Consigne: Dans le texte ci-dessous sur l'évaluation de la mission « Défense », relevez toutes les données d'activité auxquelles les rapporteurs spéciaux voudraient rapporter l'objectif de disponibilité technique opérationnelle fixé à 80 %.

Texte extrait:
2. La difficulté d'évaluer les performances économiques et financières de la mission « Défense »

Les objectifs qui sont assignés aux armées sont basés sur les contrats opérationnels définis par le modèle d'armée 2015 et déclinés dans la LPM. Leur réalisation repose sur une politique de moyens et de capacités 18 ( * ) , la LPM décline d'ailleurs de manière très précise la liste des programmes d'armement majeurs, le nombre de personnels militaires et civils, et les montants de crédits nécessaires à sa réalisation. L'évaluation d'une performance militaire en termes financiers et économiques vient donc en complément de la LPM.

Vos rapporteurs spéciaux considèrent donc que l'évaluation de la performance des armées présente une double dimension, l'une de nature économique et financière voulue par la LOLF, l'autre de nature plus militaire. Sans référence à des indicateurs d'activité, d'un type plus « militaro militaire », il est difficile de lire les objectifs et indicateurs de performance qui sont retenus dans le projet annuel de performance.

Par exemple, le taux de disponibilité technique opérationnelle (DTO) des équipements des armées, fixé à 80 %, a-t-il un sens en tant que tel ? Cet objectif a été fixé dans l'immédiat après guerre froide, sans référence possible. Est-il raisonnable, d'un point de vue militaire et d'un point de vue financier ? Permet-il de mesurer la performance des armées ? Vos rapporteurs spéciaux estiment que, pour prendre tout son sens, cet objectif devrait être mis en regard de données d'activité telles que :

- l'obsolescence des parcs ;

- le coût de l'entretien des matériels neufs très sophistiqués ;

- la disponibilité de près de 100 % des équipements utilisés en OPEX ;

- la sur-utilisation des matériels en raison de l'accroissement des interventions extérieures et de l'allongement de leur durée ;

- mais aussi la capacité des armées et du tissu industriel à restaurer une disponibilité technique opérationnelle satisfaisante en un laps de temps très réduit en cas d'accroissement des risques ;

- et enfin, la consommation annuelle de « points de DTO ». Un matériel non utilisé peut avoir une disponibilité technique excellente sans que cela soit signe de performance. A l'inverse, un matériel sur-utilisé, remis en état de fonctionnement à de multiples reprises en cours d'année et dont la disponibilité technique annuelle moyenne serait inférieure à l'objectif visé ne serait pas signe de contre performance.

Exemples d'étiquetage de points
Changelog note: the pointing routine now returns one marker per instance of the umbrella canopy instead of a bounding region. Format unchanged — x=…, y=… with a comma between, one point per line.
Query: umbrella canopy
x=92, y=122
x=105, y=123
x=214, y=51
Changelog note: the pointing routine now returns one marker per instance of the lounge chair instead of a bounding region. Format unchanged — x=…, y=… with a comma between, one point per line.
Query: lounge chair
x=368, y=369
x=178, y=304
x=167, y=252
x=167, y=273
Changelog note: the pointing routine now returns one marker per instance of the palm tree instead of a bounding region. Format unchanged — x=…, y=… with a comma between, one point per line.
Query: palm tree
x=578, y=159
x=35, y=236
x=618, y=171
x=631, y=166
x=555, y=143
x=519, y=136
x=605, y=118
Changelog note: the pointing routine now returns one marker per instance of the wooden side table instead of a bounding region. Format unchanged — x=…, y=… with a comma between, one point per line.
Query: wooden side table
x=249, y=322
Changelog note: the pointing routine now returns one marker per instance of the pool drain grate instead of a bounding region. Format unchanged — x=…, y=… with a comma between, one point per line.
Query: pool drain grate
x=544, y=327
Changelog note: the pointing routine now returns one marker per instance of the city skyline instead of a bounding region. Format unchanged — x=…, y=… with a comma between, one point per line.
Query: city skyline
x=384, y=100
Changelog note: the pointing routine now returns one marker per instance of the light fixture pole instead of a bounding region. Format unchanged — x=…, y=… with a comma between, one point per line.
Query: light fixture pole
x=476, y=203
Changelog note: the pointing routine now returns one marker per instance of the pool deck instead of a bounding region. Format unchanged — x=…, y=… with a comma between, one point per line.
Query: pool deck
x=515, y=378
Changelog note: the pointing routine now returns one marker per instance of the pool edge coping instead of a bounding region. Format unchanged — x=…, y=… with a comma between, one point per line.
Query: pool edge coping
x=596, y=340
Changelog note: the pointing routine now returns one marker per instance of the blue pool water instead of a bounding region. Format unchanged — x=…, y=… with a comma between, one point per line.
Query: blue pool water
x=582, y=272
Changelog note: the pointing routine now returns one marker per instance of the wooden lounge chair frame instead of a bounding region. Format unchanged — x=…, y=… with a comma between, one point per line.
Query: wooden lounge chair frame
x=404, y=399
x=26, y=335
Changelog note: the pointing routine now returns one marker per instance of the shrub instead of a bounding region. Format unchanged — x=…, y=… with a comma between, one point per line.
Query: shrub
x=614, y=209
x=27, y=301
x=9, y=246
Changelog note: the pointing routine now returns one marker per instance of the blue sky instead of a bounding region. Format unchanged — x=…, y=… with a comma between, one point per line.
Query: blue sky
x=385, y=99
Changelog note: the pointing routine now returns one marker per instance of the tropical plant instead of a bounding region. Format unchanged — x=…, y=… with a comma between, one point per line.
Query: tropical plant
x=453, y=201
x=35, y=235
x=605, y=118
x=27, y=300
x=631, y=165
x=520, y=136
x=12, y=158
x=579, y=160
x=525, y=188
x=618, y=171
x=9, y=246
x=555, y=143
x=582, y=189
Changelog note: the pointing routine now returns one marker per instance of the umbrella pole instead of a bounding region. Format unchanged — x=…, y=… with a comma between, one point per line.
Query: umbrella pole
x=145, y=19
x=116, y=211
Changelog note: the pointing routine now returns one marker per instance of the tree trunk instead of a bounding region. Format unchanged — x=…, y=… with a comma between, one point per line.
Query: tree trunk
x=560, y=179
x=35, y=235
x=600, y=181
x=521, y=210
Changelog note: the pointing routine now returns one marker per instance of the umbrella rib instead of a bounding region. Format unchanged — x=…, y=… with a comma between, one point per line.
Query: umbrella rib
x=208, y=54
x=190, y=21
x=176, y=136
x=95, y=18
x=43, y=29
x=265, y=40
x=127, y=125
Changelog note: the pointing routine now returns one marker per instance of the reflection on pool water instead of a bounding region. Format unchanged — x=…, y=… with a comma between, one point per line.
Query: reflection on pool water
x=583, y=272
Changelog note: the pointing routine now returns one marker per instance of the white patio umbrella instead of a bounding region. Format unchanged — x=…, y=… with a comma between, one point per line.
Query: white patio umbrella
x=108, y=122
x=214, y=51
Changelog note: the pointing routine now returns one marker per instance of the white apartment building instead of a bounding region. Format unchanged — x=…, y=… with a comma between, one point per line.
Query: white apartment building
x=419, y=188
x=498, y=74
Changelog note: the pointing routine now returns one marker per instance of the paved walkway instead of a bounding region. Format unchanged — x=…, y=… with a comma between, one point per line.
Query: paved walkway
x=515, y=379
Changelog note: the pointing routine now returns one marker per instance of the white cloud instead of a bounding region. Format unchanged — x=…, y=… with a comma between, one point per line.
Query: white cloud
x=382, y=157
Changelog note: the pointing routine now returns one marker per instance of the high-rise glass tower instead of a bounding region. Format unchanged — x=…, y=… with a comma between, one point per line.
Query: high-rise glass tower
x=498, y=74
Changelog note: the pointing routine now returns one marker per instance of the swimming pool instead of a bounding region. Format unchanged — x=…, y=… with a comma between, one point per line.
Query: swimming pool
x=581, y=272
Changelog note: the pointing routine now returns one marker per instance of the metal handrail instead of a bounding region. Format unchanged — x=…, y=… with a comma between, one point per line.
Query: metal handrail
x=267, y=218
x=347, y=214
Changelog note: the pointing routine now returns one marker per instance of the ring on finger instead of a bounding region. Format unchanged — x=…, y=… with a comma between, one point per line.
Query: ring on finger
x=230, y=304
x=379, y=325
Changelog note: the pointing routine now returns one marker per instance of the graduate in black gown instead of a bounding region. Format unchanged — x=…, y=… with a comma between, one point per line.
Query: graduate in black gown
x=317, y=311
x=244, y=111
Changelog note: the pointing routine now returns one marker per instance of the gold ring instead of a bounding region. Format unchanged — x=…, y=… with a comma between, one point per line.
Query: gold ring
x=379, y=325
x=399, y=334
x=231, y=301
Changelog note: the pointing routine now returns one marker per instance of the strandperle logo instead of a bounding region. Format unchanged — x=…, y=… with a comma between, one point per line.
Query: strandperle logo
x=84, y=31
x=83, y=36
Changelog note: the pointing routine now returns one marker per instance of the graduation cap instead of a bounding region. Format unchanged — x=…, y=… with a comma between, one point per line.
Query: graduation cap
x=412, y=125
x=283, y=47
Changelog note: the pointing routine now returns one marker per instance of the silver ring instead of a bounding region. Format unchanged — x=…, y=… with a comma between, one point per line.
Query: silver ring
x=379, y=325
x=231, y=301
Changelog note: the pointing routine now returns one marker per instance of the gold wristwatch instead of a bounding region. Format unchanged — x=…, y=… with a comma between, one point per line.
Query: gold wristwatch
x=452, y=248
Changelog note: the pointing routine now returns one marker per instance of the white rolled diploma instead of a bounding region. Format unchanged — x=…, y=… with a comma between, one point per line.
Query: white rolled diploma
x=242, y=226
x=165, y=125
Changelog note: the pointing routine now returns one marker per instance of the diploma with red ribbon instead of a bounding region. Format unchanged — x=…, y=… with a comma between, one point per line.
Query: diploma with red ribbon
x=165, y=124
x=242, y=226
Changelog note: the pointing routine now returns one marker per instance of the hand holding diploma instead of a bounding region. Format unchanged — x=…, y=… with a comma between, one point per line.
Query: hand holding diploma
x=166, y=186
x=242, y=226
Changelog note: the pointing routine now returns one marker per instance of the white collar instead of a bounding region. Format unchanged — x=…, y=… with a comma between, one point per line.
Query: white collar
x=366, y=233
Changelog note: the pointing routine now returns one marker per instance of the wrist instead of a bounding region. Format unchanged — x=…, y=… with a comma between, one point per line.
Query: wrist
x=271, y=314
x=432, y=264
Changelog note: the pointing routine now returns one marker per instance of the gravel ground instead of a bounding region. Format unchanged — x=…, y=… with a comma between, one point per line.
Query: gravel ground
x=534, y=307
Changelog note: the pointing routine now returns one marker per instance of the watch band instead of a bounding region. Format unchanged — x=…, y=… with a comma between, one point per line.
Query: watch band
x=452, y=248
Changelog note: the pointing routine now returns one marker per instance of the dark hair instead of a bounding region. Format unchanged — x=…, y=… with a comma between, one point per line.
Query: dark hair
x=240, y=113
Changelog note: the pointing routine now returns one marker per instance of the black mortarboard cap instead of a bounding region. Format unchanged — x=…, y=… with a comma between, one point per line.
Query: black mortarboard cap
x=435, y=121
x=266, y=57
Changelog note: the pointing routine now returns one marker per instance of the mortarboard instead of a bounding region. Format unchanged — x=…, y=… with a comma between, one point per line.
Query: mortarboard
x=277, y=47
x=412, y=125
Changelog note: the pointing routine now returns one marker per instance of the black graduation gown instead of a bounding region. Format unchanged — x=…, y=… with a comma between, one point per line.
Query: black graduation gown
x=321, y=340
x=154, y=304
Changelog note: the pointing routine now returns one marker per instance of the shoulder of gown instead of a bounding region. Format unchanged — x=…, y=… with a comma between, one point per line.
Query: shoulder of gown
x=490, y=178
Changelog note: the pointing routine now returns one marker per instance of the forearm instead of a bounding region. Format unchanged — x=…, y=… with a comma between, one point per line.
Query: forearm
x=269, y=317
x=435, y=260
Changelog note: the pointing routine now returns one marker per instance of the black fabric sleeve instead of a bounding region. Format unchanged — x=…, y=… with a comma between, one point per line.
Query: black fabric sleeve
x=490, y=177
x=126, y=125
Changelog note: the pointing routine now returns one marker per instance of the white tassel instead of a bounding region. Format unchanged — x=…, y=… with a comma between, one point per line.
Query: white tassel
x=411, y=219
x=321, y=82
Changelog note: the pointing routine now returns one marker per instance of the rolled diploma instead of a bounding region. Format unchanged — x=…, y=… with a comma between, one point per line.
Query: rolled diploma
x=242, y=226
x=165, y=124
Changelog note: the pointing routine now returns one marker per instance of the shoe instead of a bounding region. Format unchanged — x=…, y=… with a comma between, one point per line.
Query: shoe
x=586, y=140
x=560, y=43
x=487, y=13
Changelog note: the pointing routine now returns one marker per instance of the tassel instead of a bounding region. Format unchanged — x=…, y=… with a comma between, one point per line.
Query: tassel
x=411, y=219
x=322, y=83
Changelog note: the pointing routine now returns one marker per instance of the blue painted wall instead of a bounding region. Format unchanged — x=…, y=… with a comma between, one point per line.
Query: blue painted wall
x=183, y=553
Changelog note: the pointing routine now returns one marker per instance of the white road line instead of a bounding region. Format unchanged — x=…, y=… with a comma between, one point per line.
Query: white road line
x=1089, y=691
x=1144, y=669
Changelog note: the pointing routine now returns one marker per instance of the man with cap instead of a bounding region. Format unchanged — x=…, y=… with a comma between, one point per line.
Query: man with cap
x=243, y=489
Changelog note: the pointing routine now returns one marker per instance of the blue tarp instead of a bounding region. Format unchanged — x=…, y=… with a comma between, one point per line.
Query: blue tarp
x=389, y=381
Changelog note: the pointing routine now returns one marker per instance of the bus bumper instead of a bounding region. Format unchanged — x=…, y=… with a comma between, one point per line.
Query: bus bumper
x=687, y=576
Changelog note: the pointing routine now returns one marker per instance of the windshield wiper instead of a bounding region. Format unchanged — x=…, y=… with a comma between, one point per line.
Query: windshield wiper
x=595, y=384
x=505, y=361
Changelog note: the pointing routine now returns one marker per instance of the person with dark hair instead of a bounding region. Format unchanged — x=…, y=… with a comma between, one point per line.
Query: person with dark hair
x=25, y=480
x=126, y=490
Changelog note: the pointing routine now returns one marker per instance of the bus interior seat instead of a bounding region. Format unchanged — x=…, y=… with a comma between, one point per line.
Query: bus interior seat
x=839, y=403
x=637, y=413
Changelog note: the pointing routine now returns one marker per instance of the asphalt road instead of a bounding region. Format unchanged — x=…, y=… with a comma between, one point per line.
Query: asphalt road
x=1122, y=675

Réponse complète:
- l'obsolescence des parcs ;
- le coût de l'entretien des matériels neufs très sophistiqués ;
- la disponibilité de près de 100 % des équipements utilisés en OPEX ;
- la sur-utilisation des matériels en raison de l'accroissement des interventions extérieures et de l'allongement de leur durée ;
- la capacité des armées et du tissu industriel à restaurer une disponibilité technique opérationnelle satisfaisante en un laps de temps très réduit en cas d'accroissement des risques ;
- la consommation annuelle de « points de DTO ».